(Supplied passage):

┄┄┄┄┄┄┄┄┄┄

2019-08-16 Thread Pedro Larroy
Hi Aaron.

As Marco explained, if you are in master the cache usually works, there's
two issues that I have observed:

1 - Docker doesn't automatically pull the base image (ex. ubuntu:16.04) so
if your cached base which is used in the FROM statement becomes outdated
your caching won't work. (Using docker pull ubuntu:16.04) or the base
images from the container helps with this.

2 - There's another situation where the above doesn't help which seems to
be an unidentified issue with the docker cache:
https://github.com/docker/docker.github.io/issues/8886

We can get a short term workaround for #1 by explicitly pulling bases from
the script, but I think docker should do it when using --cache-from so
maybe contributing a patch to docker would the best approach.

Pedro

On Thu, Aug 15, 2019 at 7:06 PM Aaron Markham 
wrote:

> When you create a new Dockerfile and use that on CI, it doesn't seem
> to cache some of the steps... like this:
>
> Step 13/15 : RUN /work/ubuntu_docs.sh
>  ---> Running in a1e522f3283b
>  [91m+ echo 'Installing dependencies...'
> + apt-get update
>  [0mInstalling dependencies.
>
> Or this
>
> Step 4/13 : RUN /work/ubuntu_core.sh
>  ---> Running in e7882d7aa750
>  [91m+ apt-get update
>
> I get if I was changing those scripts, but then I'd think it should
> cache after running it once... but, no.
>
>
> On Thu, Aug 15, 2019 at 3:51 PM Marco de Abreu 
> wrote:
> >
> > Do I understand it correctly that you are saying that the Docker cache
> > doesn't work properly and regularly reinstalls dependencies? Or do you
> mean
> > that you only have cache misses when you modify the dependencies - which
> > would be expected?
> >
> > -Marco
> >
> > On Fri, Aug 16, 2019 at 12:48 AM Aaron Markham <
> aaron.s.mark...@gmail.com>
> > wrote:
> >
> > > Many of the CI pipelines follow this pattern:
> > > Load ubuntu 16.04, install deps, build mxnet, then run some tests. Why
> > > repeat steps 1-3 over and over?

┄┄┄┄┄┄┄┄┄┄

(Dataset):
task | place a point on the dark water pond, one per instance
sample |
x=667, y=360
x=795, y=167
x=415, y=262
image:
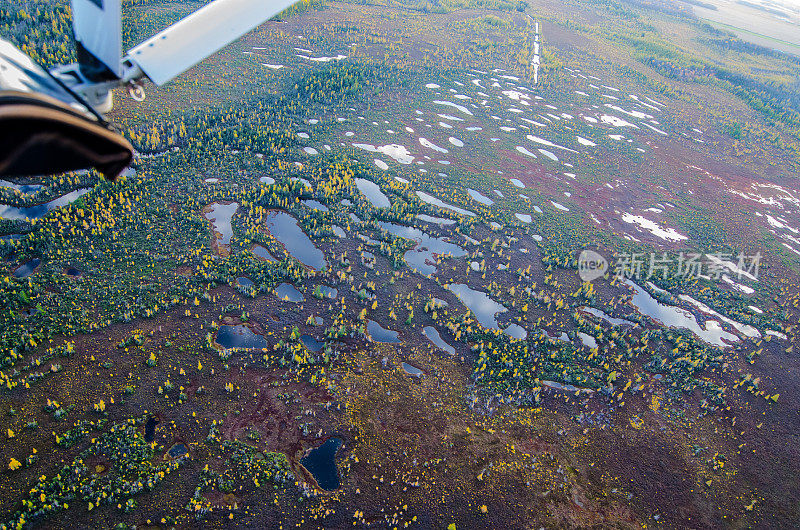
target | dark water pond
x=240, y=337
x=288, y=293
x=311, y=343
x=286, y=230
x=40, y=210
x=177, y=450
x=26, y=269
x=262, y=252
x=413, y=370
x=380, y=334
x=150, y=429
x=321, y=463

┄┄┄┄┄┄┄┄┄┄

(Task set):
A. Retype the Docker cache thread between "We can get a" and "the best approach.", inclusive.
B. What steps make up the pattern that many CI pipelines follow, according to the Docker cache thread?

(Solutions):
A.
We can get a short term workaround for #1 by explicitly pulling bases from
the script, but I think docker should do it when using --cache-from so
maybe contributing a patch to docker would the best approach.

B.
- Load ubuntu 16.04
- Install deps
- Build mxnet
- Run some tests